++++ Text block

= Veterans studies =

Academic field

Veterans studies is an academic field that examines the diverse experiences of military veterans and their families in society. As a multidisciplinary field committed to advancing understanding of all aspects of the “veteran in society," inquiry draws on the intersections of the theoretical and the applied, the creative and the performative, the normative and the empirical. Topics within veterans studies could include but are not limited to combat exposure, reintegration challenges, and the complex systems and institutions that shape the "veteran experience." Veterans studies, by its very nature, may analyze experiences closely tied to military studies, but the emphasis of veterans studies is the “veteran experience,” that is, what happens after the service member departs the Armed Forces.

== Academic Programs in the United States ==

There are six universities that currently offer or have offered veterans studies programs in the United States.

=== Arizona State University ===
Initially, Arizona State University only offered the Veterans, Society and Service Certificate—an 18-credit, interdisciplinary certificate program offered online and on campus. As of November 2023, the university now offers the nation's first Bachelor of Arts in Applied Military and Veteran Studies. This interdisciplinary program aims to prepare students for careers in public leadership, service, and policy; counseling and counseling psychology; healthcare; and leadership within military and veteran organizations. It also highlights the historical context of military and veteran experiences.

++++++++

=== Tasks to carry out ===
1. In the veterans studies article, how many credits is the Veterans, Society and Service Certificate?
2. Decide whether each statement agrees with the veterans studies article. Answer yes or no for each and quote the words that decide it.
(a) Six universities currently offer or have offered veterans studies programs in the United States.
(b) Veterans studies places its emphasis on what happens during a person's active military service.
(c) As of November 2023, Arizona State University offers a Bachelor of Arts in Applied Military and Veteran Studies.
3. Translate this sentence from the veterans studies article into Spanish: "This interdisciplinary program aims to prepare students for careers in public leadership, service, and policy; counseling and counseling psychology; healthcare; and leadership within military and veteran organizations."
Respond using nothing but the veterans studies article.

++++ Supplied data

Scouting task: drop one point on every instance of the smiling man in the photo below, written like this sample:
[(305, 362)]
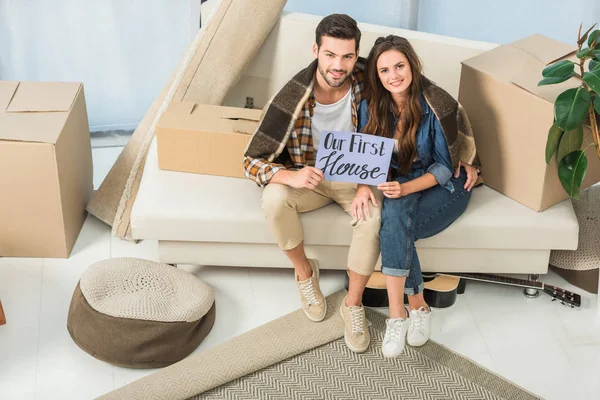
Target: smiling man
[(281, 157)]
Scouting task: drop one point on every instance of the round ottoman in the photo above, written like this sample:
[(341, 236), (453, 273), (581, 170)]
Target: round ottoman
[(139, 313)]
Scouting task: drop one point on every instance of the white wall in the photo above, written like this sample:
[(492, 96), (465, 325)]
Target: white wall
[(507, 20), (395, 13), (123, 51)]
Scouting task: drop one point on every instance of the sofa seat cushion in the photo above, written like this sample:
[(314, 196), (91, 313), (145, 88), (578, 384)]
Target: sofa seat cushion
[(178, 206)]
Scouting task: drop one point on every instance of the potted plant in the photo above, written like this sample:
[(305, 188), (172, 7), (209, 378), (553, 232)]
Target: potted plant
[(572, 109)]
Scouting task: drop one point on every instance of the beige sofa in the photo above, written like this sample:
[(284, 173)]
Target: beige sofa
[(209, 220)]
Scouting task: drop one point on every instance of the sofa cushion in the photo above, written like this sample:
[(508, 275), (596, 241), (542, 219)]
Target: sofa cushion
[(179, 206)]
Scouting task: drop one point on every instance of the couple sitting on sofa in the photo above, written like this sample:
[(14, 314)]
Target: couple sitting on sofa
[(432, 172)]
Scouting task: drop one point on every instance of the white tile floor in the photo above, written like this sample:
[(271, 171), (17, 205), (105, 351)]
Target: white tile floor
[(549, 349)]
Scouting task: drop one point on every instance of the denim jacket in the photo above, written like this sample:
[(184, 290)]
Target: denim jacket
[(431, 144)]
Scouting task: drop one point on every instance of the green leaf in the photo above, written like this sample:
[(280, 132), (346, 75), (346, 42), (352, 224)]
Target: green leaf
[(559, 69), (592, 78), (571, 141), (593, 36), (584, 37), (571, 171), (571, 107), (584, 53), (554, 136), (554, 80)]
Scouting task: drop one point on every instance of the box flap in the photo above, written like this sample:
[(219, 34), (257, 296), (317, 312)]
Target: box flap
[(181, 107), (43, 97), (35, 111), (7, 90), (502, 62), (543, 48), (522, 62), (241, 113), (244, 126)]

++++++++

=== Task answers ===
1. 18 credits.

2.
(a) Yes. "There are six universities that currently offer or have offered veterans studies programs in the United States."
(b) No. "the emphasis of veterans studies is the “veteran experience,” that is, what happens after the service member departs the Armed Forces."
(c) Yes. "As of November 2023, the university now offers the nation's first Bachelor of Arts in Applied Military and Veteran Studies."

3. Este programa interdisciplinario tiene como objetivo preparar a los estudiantes para carreras en liderazgo público, servicio y políticas públicas; consejería y psicología de la consejería; atención médica; y liderazgo dentro de organizaciones militares y de veteranos.